● Data listing:

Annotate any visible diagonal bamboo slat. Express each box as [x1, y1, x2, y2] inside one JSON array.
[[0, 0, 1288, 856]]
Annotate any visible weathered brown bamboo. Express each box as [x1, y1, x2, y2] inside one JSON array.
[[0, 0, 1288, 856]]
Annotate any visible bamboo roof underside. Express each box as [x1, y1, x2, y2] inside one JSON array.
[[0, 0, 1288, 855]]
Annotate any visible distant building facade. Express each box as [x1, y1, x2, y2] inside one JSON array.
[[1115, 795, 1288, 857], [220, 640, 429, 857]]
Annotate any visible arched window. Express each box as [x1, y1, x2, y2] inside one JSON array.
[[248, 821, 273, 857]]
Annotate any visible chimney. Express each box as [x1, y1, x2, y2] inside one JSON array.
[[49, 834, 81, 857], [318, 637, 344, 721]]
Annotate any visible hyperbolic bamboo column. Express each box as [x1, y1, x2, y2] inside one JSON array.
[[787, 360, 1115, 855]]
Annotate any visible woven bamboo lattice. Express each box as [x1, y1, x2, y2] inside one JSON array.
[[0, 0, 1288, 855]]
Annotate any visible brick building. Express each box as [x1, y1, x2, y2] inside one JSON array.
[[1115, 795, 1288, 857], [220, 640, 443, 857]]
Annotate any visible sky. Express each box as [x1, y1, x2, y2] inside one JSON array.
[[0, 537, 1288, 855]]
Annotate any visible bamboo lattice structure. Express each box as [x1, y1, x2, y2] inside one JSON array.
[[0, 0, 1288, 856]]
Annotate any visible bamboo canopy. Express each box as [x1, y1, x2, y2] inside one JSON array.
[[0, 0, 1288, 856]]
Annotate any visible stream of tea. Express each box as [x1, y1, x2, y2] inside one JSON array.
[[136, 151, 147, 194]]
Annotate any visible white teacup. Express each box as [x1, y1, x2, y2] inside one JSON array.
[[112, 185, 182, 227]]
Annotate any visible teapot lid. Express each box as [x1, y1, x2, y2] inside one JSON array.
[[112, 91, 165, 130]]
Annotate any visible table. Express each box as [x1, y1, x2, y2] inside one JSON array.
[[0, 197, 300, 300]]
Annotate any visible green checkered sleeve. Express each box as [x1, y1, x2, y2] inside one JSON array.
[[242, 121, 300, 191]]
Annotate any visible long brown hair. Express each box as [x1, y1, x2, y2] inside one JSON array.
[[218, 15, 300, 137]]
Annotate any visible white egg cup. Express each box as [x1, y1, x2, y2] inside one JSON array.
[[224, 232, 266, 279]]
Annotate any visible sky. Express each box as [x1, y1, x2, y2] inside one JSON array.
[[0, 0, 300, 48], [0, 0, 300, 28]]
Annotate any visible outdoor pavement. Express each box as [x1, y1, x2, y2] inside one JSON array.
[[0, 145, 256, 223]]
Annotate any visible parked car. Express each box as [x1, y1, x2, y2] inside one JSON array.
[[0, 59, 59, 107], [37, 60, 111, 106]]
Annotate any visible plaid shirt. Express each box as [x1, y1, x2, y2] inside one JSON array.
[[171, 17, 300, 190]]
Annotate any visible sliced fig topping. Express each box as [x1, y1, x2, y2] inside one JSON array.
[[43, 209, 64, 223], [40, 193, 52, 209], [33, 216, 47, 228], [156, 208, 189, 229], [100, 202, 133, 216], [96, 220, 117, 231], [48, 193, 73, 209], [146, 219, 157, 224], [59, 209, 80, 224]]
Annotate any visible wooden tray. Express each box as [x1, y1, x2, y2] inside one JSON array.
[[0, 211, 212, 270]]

● What you are asked to do: Output every line above verbatim, in the same order.

● Problem solution:
Annotate any visible diagonal bamboo slat. Express each box as [x1, y1, x2, y2] inside one JSON array.
[[0, 0, 1288, 856]]
Annotate any visible weathered brown bamboo. Express each box as [x1, y1, x2, y2] inside one JSON array.
[[0, 0, 1288, 856]]
Annotate any visible bamboo roof underside. Express each box as [x1, y1, x2, y2] inside one JSON array.
[[0, 0, 1288, 855]]
Annotate any visible distant building facade. Express each box as [x1, y1, x2, y2] inside one JSON array.
[[1115, 795, 1288, 857], [220, 640, 429, 857]]
Annotate any visible arched window. Express each box as [x1, y1, x2, y2] inside one JSON array.
[[248, 821, 273, 857]]
Annotate any visible chimney. Express each box as [x1, y1, x2, y2] inside one JSON array.
[[49, 834, 81, 857], [318, 637, 344, 721]]
Annotate any visible hyperbolic bamboo column. Express each box as [x1, y1, x2, y2] inside one JSON array.
[[787, 360, 1115, 855]]
Annotate any visible woven bamboo lattice. Express each box as [x1, y1, x2, y2] inside one JSON array.
[[0, 0, 1288, 855]]
Annotate any visible brick building. Express each box as [x1, y1, x2, y2] inside one JSON array.
[[1115, 795, 1288, 857], [220, 640, 443, 857]]
Annotate any visible sky. Express each box as [x1, y1, x2, y2] inside one JSON array.
[[0, 537, 1288, 855]]
Annotate any visible bamboo lattice structure. Express each box as [x1, y1, x2, y2] inside one JSON array.
[[0, 0, 1288, 856]]
Annotate any visible bamboo canopy. Express each box as [x1, y1, x2, y2] inside one JSON array.
[[0, 0, 1288, 856]]
Annotate any visible stream of tea. Express each box as [x1, y1, x2, y2] inside one JSON array.
[[136, 151, 147, 194]]
Annotate any visible white teacup. Express each box as [x1, y1, x2, y2] inside one JSON array.
[[112, 185, 182, 227]]
Annotate any visible teapot lid. Express each box as [x1, y1, x2, y2] inside one JSON array.
[[112, 91, 165, 130]]
Annotate any visible table. Express each box as [x1, y1, x2, y2] inside one JSON array.
[[0, 197, 300, 300]]
Annotate any visible green checkered sleeve. Express each box as [x1, y1, x2, y2] inside one JSON array.
[[242, 121, 300, 191]]
Annotate any visible long brown hair. Express each box as [x1, y1, x2, y2] inside one JSON array.
[[218, 15, 300, 137]]
Annotate any visible white egg cup. Express each box as [x1, y1, x2, y2] inside one JSON array.
[[224, 232, 266, 279]]
Annotate any visible sky. Express each box as [x1, y1, x2, y2] inside one JSON array.
[[0, 0, 300, 48], [0, 0, 300, 28]]
Annotate any visible outdoor pavement. Express each box as [x1, y1, x2, y2] inside one JSON array.
[[0, 145, 256, 223]]
Annotate any visible parked car. Express each box as [x1, y1, x2, y2] inside one JSON array.
[[0, 59, 59, 107], [37, 60, 111, 106]]
Annotate any visible plaid shirt. Express each box as [x1, y1, x2, y2] inside one JSON array.
[[171, 17, 300, 190]]
Annotate any visible sliced fig topping. Express each box as [x1, y1, x2, y2] inside one JSON array.
[[43, 209, 64, 223], [40, 193, 52, 209], [33, 216, 47, 228], [156, 208, 189, 229], [100, 202, 133, 216], [96, 220, 117, 231], [48, 193, 73, 209], [146, 219, 157, 224], [59, 209, 80, 224]]
Annotate any visible wooden tray. Express each box as [x1, y1, x2, y2] inside one JSON array.
[[0, 211, 212, 270]]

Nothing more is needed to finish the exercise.